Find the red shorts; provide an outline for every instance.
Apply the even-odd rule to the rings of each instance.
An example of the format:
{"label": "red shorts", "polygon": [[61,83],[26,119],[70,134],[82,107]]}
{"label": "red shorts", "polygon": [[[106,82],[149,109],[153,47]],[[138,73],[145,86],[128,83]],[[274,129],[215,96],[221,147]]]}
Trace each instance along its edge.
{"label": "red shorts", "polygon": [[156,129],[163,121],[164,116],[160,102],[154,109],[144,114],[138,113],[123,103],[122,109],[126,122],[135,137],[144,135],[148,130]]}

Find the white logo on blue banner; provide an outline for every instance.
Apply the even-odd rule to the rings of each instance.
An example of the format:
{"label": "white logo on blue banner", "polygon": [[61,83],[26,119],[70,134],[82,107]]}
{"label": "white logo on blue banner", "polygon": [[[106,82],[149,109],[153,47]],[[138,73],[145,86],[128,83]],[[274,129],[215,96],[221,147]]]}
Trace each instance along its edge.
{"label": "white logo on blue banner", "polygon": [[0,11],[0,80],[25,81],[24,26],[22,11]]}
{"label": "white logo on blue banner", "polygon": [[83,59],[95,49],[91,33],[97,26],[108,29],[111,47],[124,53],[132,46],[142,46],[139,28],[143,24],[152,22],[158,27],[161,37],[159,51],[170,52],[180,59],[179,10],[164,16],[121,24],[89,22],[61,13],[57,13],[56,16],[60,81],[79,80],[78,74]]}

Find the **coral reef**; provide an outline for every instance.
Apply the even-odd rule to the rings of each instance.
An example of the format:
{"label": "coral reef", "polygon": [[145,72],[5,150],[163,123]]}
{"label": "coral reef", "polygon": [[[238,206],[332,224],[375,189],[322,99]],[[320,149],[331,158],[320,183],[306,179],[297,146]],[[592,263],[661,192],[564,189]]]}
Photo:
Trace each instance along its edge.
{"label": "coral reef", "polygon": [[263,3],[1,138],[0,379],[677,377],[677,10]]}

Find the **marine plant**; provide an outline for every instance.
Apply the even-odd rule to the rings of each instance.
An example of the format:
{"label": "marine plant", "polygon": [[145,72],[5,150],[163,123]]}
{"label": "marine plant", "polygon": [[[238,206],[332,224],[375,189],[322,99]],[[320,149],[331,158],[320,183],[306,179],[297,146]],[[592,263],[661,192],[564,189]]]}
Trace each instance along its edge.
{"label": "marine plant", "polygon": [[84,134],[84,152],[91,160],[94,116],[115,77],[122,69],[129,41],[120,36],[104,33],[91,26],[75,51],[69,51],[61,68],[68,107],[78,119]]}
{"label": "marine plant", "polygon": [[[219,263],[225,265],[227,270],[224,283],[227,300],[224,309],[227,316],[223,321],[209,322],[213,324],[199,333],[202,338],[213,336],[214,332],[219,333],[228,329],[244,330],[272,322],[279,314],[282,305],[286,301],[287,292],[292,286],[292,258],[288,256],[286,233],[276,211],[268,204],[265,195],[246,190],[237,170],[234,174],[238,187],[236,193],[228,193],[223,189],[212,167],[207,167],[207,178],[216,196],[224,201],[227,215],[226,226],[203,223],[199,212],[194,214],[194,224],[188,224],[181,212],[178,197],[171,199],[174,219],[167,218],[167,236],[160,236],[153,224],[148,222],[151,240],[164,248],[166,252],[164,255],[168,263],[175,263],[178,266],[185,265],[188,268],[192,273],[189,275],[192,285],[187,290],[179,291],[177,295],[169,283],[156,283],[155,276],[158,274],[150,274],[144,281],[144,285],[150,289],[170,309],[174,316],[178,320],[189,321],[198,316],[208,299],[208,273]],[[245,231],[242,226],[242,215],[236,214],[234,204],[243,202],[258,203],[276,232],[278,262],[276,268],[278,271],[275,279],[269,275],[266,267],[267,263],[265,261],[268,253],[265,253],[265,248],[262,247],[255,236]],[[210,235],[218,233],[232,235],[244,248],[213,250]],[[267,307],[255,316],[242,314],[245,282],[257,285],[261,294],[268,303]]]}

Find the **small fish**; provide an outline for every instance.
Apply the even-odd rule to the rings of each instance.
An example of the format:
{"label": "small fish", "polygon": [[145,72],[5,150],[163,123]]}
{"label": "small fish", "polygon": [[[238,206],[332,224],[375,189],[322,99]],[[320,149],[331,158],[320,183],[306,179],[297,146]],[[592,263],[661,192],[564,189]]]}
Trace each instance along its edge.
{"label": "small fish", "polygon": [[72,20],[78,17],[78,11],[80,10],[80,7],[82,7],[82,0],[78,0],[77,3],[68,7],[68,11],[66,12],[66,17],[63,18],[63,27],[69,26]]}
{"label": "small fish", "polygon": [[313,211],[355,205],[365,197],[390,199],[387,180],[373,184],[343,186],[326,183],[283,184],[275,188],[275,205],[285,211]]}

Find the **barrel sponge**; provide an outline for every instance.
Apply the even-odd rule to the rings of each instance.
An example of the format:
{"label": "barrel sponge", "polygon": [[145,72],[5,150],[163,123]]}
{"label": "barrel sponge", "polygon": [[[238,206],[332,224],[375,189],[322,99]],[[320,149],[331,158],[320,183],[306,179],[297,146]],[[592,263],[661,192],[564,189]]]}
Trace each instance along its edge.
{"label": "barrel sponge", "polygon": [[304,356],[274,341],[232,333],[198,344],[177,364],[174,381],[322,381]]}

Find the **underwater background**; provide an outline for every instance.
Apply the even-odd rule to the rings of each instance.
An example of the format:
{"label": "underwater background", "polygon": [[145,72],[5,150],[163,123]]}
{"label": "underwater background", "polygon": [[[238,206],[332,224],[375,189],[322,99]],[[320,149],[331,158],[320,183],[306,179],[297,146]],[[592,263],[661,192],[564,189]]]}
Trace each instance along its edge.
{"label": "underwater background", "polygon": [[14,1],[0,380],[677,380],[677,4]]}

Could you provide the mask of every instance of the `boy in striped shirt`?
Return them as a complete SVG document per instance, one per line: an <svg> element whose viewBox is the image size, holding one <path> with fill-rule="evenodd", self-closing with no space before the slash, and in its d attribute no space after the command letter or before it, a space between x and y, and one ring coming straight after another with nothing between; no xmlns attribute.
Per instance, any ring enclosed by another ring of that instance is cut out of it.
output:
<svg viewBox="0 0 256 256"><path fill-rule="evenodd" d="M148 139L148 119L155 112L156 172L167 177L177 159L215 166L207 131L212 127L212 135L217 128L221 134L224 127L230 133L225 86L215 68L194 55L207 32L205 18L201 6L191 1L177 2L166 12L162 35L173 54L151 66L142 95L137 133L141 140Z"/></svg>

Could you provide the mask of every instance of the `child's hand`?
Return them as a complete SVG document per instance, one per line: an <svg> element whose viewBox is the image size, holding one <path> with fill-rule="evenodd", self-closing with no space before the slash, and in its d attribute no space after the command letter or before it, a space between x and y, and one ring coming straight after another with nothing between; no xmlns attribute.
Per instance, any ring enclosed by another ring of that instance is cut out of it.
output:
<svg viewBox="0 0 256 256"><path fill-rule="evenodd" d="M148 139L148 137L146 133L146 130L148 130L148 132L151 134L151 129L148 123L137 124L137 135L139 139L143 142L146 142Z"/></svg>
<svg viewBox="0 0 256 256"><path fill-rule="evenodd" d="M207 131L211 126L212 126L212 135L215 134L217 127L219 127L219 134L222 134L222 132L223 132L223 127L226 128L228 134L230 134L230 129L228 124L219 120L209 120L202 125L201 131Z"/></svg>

- [Given problem] Which lines in the listing above contain the word "every"? Pick out each one and copy it in full.

- [Reply]
Find the red shorts; provide an outline for every instance.
Find the white logo on blue banner; provide an outline for every instance.
Find the **coral reef**; provide an outline for every instance.
Find the **marine plant**; provide an outline for every instance.
Find the **small fish**; provide an outline for every instance.
Find the **barrel sponge**; provide an outline for every instance.
Find the **underwater background**; provide an outline for every instance.
Could you provide the mask of every instance of the `boy in striped shirt`?
Could you provide the mask of every instance of the `child's hand`?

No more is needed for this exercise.